**DIRECTION**
Rewrite every line from the beginning of the material through the line with "153,121,171,155", shifting each bounding box coordinate in the answers up by 86. Leave the pictures out.

## Start DATASET CONTENT

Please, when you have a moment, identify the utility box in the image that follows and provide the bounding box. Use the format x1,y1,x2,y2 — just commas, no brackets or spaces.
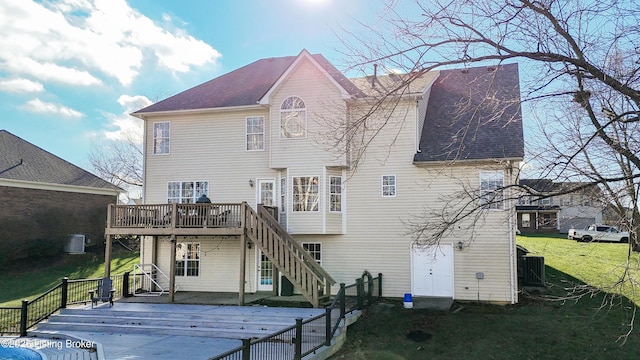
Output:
64,234,86,254
522,256,545,287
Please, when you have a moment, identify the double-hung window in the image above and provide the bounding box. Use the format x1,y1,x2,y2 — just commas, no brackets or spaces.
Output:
280,96,307,139
480,170,504,210
175,243,200,276
382,175,396,197
246,116,264,151
167,181,209,204
329,176,342,212
291,176,319,211
302,243,322,265
153,121,171,155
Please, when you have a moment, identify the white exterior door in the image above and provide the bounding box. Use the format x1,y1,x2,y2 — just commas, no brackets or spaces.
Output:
256,179,276,291
411,245,453,297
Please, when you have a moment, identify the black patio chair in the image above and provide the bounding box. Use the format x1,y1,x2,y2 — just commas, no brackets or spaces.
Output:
89,278,116,309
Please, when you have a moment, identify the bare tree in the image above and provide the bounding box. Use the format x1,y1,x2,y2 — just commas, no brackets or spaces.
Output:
89,136,143,200
334,0,640,240
333,0,640,338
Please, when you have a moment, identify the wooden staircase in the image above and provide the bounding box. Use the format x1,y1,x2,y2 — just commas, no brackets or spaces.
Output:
243,203,336,308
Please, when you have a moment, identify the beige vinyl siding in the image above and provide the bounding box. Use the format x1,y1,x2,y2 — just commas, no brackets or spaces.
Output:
324,169,346,234
269,59,346,169
157,237,256,292
270,59,346,234
143,59,517,303
296,102,512,303
144,110,278,206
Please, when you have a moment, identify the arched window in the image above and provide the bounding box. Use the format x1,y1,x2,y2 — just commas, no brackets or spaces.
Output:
280,96,307,139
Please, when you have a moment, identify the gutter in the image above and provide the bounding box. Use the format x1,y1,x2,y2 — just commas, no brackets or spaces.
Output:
413,157,523,167
129,105,266,120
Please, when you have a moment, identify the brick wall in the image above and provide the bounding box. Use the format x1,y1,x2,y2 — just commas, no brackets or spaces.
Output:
0,186,117,243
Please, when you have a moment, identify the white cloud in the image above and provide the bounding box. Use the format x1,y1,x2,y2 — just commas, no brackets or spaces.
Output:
0,0,220,86
104,95,152,144
23,99,83,119
0,79,44,93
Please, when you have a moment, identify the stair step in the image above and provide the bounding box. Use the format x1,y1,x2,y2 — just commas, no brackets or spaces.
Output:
31,322,308,339
52,305,306,324
49,314,295,329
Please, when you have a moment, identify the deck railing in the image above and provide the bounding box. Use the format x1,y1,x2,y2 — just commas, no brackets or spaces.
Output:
0,272,133,336
107,203,242,229
243,203,335,307
209,271,382,360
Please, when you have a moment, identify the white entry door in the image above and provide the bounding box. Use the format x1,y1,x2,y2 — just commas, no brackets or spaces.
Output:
411,245,453,297
256,179,276,291
258,251,273,291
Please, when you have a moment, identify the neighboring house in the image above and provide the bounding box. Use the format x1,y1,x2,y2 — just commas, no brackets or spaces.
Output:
107,50,524,306
516,179,604,233
0,130,122,256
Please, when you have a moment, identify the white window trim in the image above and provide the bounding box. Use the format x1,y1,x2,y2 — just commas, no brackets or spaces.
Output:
380,174,398,198
151,121,171,155
290,175,322,214
244,116,267,152
328,175,344,214
278,95,309,140
175,241,202,279
165,180,211,204
300,241,324,266
479,170,505,211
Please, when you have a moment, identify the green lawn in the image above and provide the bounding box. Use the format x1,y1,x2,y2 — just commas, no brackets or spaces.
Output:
332,236,640,360
0,251,139,307
518,232,640,305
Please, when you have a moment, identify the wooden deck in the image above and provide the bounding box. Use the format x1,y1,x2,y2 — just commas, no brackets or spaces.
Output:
105,203,243,236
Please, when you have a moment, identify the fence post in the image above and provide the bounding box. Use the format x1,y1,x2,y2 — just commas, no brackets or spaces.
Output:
356,278,364,310
242,339,251,360
60,276,69,309
122,271,131,297
340,283,347,319
20,299,29,337
324,307,333,346
293,318,302,360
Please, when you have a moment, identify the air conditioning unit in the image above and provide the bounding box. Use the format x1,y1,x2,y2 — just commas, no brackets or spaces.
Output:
522,256,545,286
64,234,85,254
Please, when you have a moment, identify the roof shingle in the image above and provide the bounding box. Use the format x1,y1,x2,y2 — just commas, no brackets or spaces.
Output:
414,64,524,162
0,130,122,191
133,54,361,115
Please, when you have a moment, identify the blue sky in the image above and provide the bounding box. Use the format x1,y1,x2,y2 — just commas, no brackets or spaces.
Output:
0,0,384,169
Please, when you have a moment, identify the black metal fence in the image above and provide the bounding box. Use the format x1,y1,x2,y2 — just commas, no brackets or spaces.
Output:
0,271,382,360
0,272,133,336
209,271,382,360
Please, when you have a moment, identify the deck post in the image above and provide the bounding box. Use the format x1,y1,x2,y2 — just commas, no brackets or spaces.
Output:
238,202,247,306
104,235,112,277
169,235,176,303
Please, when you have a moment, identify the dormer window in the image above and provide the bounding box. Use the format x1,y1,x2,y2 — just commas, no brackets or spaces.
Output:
280,96,307,139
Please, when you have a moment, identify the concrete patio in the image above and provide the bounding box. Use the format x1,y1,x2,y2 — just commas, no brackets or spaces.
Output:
29,300,340,360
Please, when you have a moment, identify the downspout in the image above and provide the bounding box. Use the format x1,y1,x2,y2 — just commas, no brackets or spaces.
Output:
509,161,518,305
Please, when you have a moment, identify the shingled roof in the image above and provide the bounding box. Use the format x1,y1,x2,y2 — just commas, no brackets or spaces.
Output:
132,50,362,116
414,64,524,162
0,130,122,192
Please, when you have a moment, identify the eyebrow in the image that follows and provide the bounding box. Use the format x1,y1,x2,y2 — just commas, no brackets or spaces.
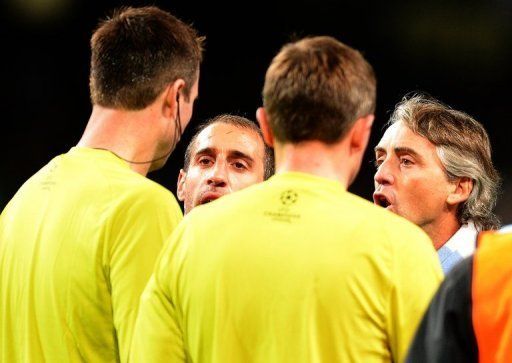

## End DATASET CONTENT

**EXERCISE RESPONSE**
Please, when you have a moment, identify the utility box in the image that follows and provide the bounding box. Use the format x1,y1,x2,y2 — just commas, no brackets or spaces.
Output:
150,320,172,340
608,342,631,373
Please, when you have a moment, identify the double-hung window in the image above and provide the bounding box. Use the format x1,y1,x2,y2 — just commas, no brackets or spaces.
Output:
366,182,393,225
566,256,590,296
261,329,286,362
468,261,482,283
332,202,350,237
253,267,295,290
415,262,428,298
377,262,405,297
388,329,408,351
239,207,257,241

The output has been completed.